02 Jun 2021

02 Jun 2021

Review status: this preprint is currently under review for the journal ACP.

Total organic carbon and contribution from speciated organics in cloud water: Airborne data analysis from the CAMP2Ex field campaign

Connor Stahl1, Ewan Crosbie2,3, Paola Angela Bañaga4,5, Grace Betito4, Rachel A. Braun1, Zenn Marie Cainglet4,5, Maria Obiminda Cambaliza4,5, Melliza Templonuevo Cruz4,6, Julie Mae Dado7, Miguel Ricardo A. Hilario4,8, Gabrielle Frances Leung4,9, Alexander B. MacDonald1, Angela Monina Magnaye7, Jeffrey Reid10, Claire Robinson2,3, Michael A. Shook2, James Bernard Simpas4,5, Shane Marie Visaga5,7, Edward Winstead2,3, Luke Ziemba2, and Armin Sorooshian1,8 Connor Stahl et al.
  • 1Department of Chemical and Environmental Engineering, University of Arizona, Tucson, Arizona, 85721, USA
  • 2NASA Langley Research Center, Hampton, Virginia, 23666, USA
  • 3Science Systems and Applications, Inc., Hampton, Virginia, 23666, USA
  • 4Air Quality Dynamics-Instrumentation & Technology Development Laboratory, Manila Observatory, Quezon City, 1108, Philippines
  • 5Department of Physics, School of Science and Engineering, Ateneo de Manila University, Quezon City, 1108, Philippines
  • 6Institute of Environmental Science and Meteorology, University of the Philippines, Diliman, Quezon City, 1101, Philippines
  • 7Regional Climate Systems Laboratory, Manila Observatory, Quezon City, 1108, Philippines
  • 8Department of Hydrology and Atmospheric Sciences, University of Arizona, Tucson, Arizona, 85721, USA
  • 9Department of Atmospheric Science, Colorado State University, Fort Collins, Colorado 80521, USA
  • 10Marine Meteorology Division, Naval Research Laboratory, Monterey, California 93943, USA

Abstract. This work focuses on total organic carbon (TOC) and contributing species in cloud water over Southeast Asia using a rare airborne dataset collected during NASA’s Cloud, Aerosol and Monsoon Processes Philippines Experiment (CAMP2Ex), in which a wide variety of maritime clouds were studied, including cumulus congestus, altocumulus, altostratus, and cumulus. Knowledge of TOC levels and their contributing species is needed for improved modeling of cloud processing of organics and to understand how aerosols and gases impact and are impacted by clouds. This work relies on 159 samples collected with an Axial Cyclone Cloud water Collector at altitudes of 0.2–6.8 km that had sufficient volume for both TOC and speciated organic composition analysis. Species included monocarboxylic acids (glycolate, acetate, formate, and pyruvate), dicarboxylic acids (glutarate, adipate, succinate, maleate, and oxalate), methanesulfonate (MSA), and dimethylamine (DMA). TOC values range between 0.018–13.660 ppm C with a mean of 0.902 ppm C. The highest TOC values are observed below 2 km with a general reduction aloft. An exception is samples impacted by biomass burning for which TOC remains enhanced as high as 6.5 km (7.048 ppm C). Estimated total organic matter derived from TOC contributes a mean of 30.7 % to total measured mass (inorganics + organics). Speciated organics contribute (on carbon mass basis) an average of 30.0 % to TOC in the study region, and account for an average of 10.3 % to total measured mass.

TO BE DONE
1. Reproduce the records word for word, everything from their start down to the line that contains "[0,0,1189,154]", including both ends. Leave the pictures out of your answer.
2. Write the next part of the abstract on total organic carbon in cloud water, picking up after its final sentence.

DATA SHOWN
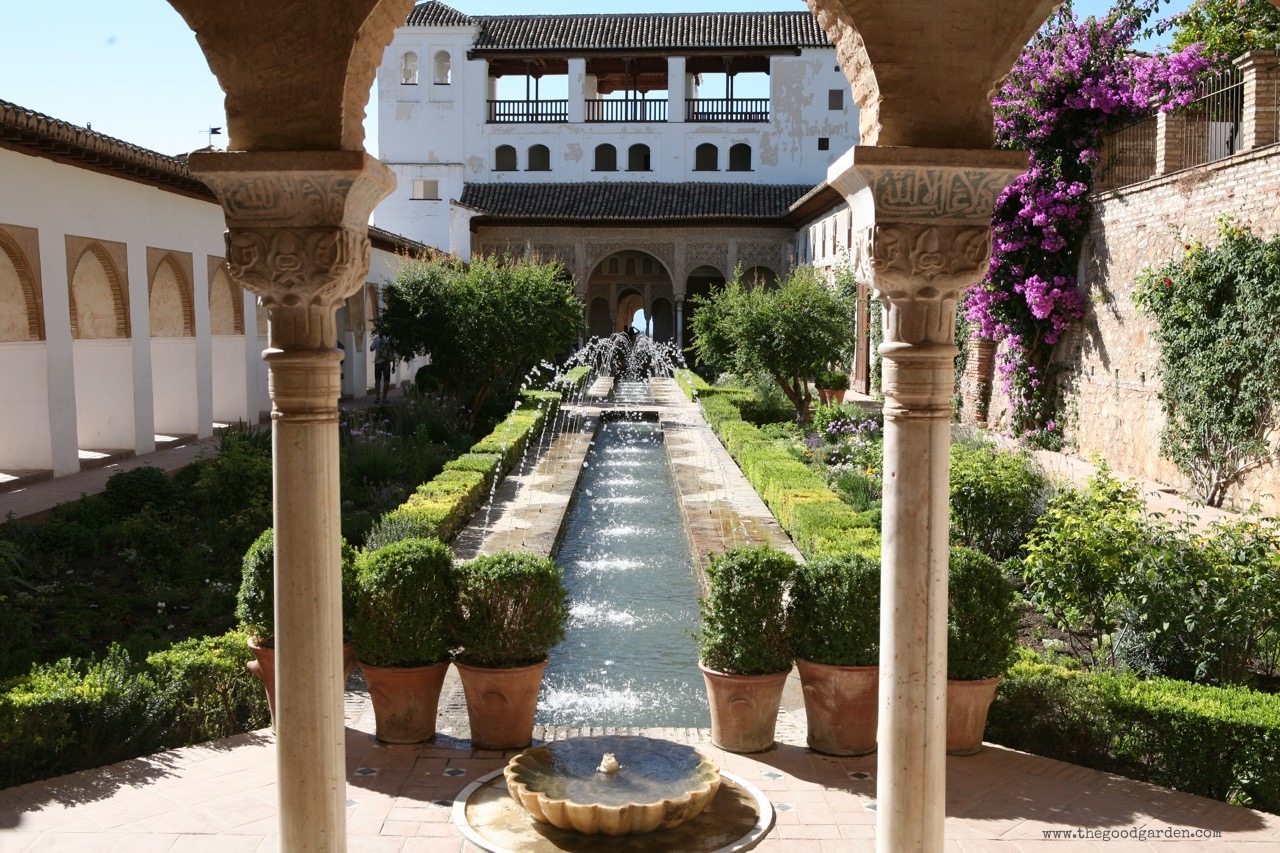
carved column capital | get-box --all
[189,151,396,351]
[828,147,1027,355]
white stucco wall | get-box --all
[374,19,858,252]
[72,338,137,451]
[0,342,52,469]
[212,334,247,424]
[0,142,239,475]
[151,338,198,435]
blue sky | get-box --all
[0,0,1189,154]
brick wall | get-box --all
[988,145,1280,512]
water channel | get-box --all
[538,383,710,727]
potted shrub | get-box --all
[813,370,849,406]
[787,552,881,756]
[352,539,457,743]
[696,546,796,752]
[947,548,1019,756]
[453,551,570,749]
[236,528,356,729]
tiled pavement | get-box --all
[0,387,1280,853]
[0,729,1280,853]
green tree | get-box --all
[1135,220,1280,506]
[378,257,585,427]
[1170,0,1280,65]
[692,266,851,424]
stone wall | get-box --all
[989,145,1280,512]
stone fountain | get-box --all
[453,735,773,853]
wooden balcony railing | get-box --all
[489,100,568,124]
[586,97,667,122]
[685,97,769,122]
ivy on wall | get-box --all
[1134,218,1280,506]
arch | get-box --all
[209,264,244,336]
[525,143,552,172]
[401,50,417,86]
[69,242,129,341]
[431,50,453,86]
[595,142,618,172]
[653,298,676,341]
[694,142,719,172]
[493,145,520,172]
[586,296,613,338]
[627,142,649,172]
[147,254,196,338]
[742,265,778,287]
[0,228,45,341]
[613,289,649,332]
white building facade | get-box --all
[374,1,858,339]
[0,101,426,488]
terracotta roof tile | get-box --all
[404,0,476,27]
[458,181,812,224]
[406,0,831,53]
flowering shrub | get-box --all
[965,0,1208,447]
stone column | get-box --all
[828,147,1027,853]
[667,56,689,123]
[1233,50,1280,151]
[189,151,394,852]
[568,56,586,124]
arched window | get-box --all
[401,50,417,86]
[627,143,649,172]
[694,142,719,172]
[595,142,618,172]
[526,145,552,172]
[493,145,520,172]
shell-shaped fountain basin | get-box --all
[504,735,721,835]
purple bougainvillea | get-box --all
[965,0,1210,446]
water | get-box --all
[538,412,710,727]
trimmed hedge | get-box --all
[987,651,1280,812]
[0,630,270,786]
[696,377,879,560]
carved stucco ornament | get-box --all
[191,151,394,351]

RESPONSES TO THE EXERCISE
1.
carved column capital | get-box --all
[189,151,396,351]
[828,147,1027,355]
white stucco wall | get-box --all
[374,19,858,252]
[72,338,137,451]
[0,342,52,469]
[212,334,247,424]
[0,142,239,475]
[151,338,198,435]
blue sky | get-box --all
[0,0,1189,154]

2.
The order of the average contribution of species to TOC, in decreasing contribution of carbon mass, is as follows: acetate (14.7 ± 20.5 %), formate (5.4 ± 9.3 %), oxalate (2.8 ± 4.3 %), DMA (1.7 ± 6.3 %), succinate (1.6 ± 2.4 %), pyruvate (1.3 ± 4.5 %), glycolate (1.3 ± 3.7 %), adipate (1.0 ± 3.6 %), MSA (0.1 ± 0.1 %), glutarate (0.1 ± 0.2 %), maleate (< 0.1 ± 0.1 %). Approximately 70 % of TOC remains unaccounted for, thus highlighting the complex nature of organics in the study region; samples collected in biomass burning plumes have up to 95.6 % of unaccounted TOC mass based on the species detected. Consistent with other regions, monocarboxylic acids dominate the speciated organic mass (~75 %) and are about four times in greater abundance than dicarboxylic acids.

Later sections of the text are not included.